O que fazer –
• 1. Reproduza sem mudar nada o trecho da crônica sobre a dor existencial: comece nas palavras "24 de novembro" e pare depois de "nossas fraturas emocionais.".
• 2. Diga se cada afirmação concorda com a crônica sobre a dor existencial, respondendo sim ou não e citando sem alterações as palavras do texto que decidem: (a) a nossa memória da infância está cheia de fantasias; (b) nós sabemos bem o que os outros pensam; (c) ser muito baixinho é uma escolha.

Texto para análise –
= = =

24 de novembro de 2013 | N° 17624
MARTHA MEDEIROS
De
onde vem a nossa dor
A dor nas costas vem das costas, a dor de estômago
vem do estômago, a dor de cabeça vem da cabeça. E sua dor existencial, vem de
onde?
Ela vem da história que você meio que viveu, meio que criou
– é sabido que contamos para nós mesmos uma narrativa que nem sempre bate com
os fatos. Nossa memória da infância está repleta de fantasias e leituras
distorcidas da realidade. Mesmo assim, é a história que decidimos oficializar e
passar adiante, e dela resultam muitas de nossas fraturas emocionais.
Nossa dor existencial vem também do quanto levamos a sério o
que dizem os outros, o que fazem os outros e o que pensam os outros – uma
insanidade, pois quem é que realmente sabe o que pensam os outros? Pensamos no
lugar deles e sofremos por esse pensamento imaginado. Nossa dor existencial vem
dessa transferência descabida.
Nossa dor existencial, além disso, vem de modelos projetados
como ideais, a saber: é melhor ser vegetariano do que comer carne, fazer
faculdade de medicina do que hotelaria, namorar do que ficar sozinho, ter
filhos do que não ter, e isso tudo vai gerando uma briga interna entre quem
você é e entre quem gostariam que você fosse, a ponto de confundi-lo: existe
mesmo uma lógica nas escolhas?
Como se não bastasse, nossa dor existencial vem do que não é
escolha, mas destino: quem é muito baixinho, ou tem cabelo muito crespo, ou é
pobre de amargar, ou tem dificuldade de perder peso vai transformar isso em uma
pergunta irrespondível – por que eu? – e a falta de resposta será uma cruz a
ser carregada.

= = =

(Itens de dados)
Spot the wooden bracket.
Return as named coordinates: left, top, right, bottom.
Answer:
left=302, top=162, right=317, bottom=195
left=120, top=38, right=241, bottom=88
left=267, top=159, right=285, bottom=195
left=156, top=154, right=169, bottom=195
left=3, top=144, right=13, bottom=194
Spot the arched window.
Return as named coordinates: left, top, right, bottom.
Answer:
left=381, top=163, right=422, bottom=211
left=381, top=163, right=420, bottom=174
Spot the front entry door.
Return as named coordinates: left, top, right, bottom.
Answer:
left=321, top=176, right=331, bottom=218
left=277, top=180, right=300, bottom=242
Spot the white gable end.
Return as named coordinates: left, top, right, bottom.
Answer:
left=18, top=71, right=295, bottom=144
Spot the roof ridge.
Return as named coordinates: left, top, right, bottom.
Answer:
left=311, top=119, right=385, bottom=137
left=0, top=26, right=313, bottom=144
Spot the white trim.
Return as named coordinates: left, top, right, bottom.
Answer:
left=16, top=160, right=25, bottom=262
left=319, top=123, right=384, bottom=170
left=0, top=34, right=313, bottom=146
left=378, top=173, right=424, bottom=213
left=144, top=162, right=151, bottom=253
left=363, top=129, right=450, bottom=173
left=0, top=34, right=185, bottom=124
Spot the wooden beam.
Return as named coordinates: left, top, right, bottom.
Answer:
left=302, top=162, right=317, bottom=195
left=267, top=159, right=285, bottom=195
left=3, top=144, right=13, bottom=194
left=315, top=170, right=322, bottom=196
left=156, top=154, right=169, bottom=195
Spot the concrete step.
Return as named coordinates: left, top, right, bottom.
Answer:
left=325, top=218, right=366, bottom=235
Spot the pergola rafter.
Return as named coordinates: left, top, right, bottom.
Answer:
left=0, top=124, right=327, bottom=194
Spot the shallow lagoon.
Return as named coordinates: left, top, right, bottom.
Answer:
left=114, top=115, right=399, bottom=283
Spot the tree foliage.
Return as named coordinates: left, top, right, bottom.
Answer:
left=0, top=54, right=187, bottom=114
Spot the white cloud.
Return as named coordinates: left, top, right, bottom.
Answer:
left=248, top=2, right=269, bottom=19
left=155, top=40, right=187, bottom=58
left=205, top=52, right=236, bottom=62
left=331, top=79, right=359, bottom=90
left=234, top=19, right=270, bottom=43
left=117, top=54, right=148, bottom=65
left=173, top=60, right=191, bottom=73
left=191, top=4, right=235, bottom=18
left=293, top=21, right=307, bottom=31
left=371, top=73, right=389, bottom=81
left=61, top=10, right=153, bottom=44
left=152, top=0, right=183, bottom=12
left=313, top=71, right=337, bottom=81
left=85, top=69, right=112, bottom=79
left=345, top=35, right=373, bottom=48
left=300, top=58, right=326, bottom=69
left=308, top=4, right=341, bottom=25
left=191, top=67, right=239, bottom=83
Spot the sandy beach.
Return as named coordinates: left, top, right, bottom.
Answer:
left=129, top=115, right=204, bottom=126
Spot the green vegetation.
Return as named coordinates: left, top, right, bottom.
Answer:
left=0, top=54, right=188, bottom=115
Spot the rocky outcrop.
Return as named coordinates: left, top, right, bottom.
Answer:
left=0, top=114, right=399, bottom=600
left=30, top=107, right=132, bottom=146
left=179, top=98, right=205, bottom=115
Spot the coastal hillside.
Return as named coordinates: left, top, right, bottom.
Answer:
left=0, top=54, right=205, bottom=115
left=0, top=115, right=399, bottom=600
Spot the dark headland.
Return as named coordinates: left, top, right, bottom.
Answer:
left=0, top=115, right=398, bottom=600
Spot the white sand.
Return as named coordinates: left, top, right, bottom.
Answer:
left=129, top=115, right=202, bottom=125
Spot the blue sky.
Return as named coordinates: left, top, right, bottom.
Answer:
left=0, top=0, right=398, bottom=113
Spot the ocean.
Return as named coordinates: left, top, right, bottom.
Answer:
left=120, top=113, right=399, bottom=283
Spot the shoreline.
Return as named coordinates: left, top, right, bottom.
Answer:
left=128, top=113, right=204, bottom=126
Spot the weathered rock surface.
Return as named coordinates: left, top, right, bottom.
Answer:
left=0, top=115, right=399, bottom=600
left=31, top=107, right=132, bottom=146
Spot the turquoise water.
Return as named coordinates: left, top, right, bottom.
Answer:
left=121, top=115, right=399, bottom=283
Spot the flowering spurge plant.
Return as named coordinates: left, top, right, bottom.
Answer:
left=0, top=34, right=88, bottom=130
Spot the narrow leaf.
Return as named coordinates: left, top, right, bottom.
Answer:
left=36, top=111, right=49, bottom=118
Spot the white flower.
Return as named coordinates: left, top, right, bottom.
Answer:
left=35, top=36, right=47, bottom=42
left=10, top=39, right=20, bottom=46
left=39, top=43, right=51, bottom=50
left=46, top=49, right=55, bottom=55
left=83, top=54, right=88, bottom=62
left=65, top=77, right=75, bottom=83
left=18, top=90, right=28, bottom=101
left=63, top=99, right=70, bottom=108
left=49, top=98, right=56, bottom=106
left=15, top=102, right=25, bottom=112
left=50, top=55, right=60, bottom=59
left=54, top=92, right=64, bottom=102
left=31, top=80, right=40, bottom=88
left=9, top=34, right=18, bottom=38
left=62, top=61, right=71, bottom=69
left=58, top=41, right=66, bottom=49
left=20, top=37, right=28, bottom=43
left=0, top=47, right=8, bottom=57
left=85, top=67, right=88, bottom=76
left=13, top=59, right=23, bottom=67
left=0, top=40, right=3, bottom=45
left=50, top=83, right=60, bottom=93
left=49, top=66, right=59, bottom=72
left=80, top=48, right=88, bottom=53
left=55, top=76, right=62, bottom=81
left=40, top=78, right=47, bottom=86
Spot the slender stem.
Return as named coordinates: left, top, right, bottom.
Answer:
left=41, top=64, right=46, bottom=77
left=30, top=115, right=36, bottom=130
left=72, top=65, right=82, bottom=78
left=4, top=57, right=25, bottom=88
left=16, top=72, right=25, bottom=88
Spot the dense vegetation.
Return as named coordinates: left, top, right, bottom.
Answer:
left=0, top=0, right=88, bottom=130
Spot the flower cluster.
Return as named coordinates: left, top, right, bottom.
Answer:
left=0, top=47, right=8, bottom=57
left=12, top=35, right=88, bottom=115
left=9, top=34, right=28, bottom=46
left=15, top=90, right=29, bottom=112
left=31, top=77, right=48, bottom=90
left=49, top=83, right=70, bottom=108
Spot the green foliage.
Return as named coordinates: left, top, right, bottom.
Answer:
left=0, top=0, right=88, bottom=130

= = =

Respostas –
• 1.
24 de novembro de 2013 | N° 17624
MARTHA MEDEIROS
De
onde vem a nossa dor
A dor nas costas vem das costas, a dor de estômago
vem do estômago, a dor de cabeça vem da cabeça. E sua dor existencial, vem de
onde?
Ela vem da história que você meio que viveu, meio que criou
– é sabido que contamos para nós mesmos uma narrativa que nem sempre bate com
os fatos. Nossa memória da infância está repleta de fantasias e leituras
distorcidas da realidade. Mesmo assim, é a história que decidimos oficializar e
passar adiante, e dela resultam muitas de nossas fraturas emocionais.

• 2.
(a) Sim: "Nossa memória da infância está repleta de fantasias e leituras distorcidas da realidade."
(b) Não: "quem é que realmente sabe o que pensam os outros? Pensamos no lugar deles e sofremos por esse pensamento imaginado."
(c) Não: "vem do que não é escolha, mas destino: quem é muito baixinho"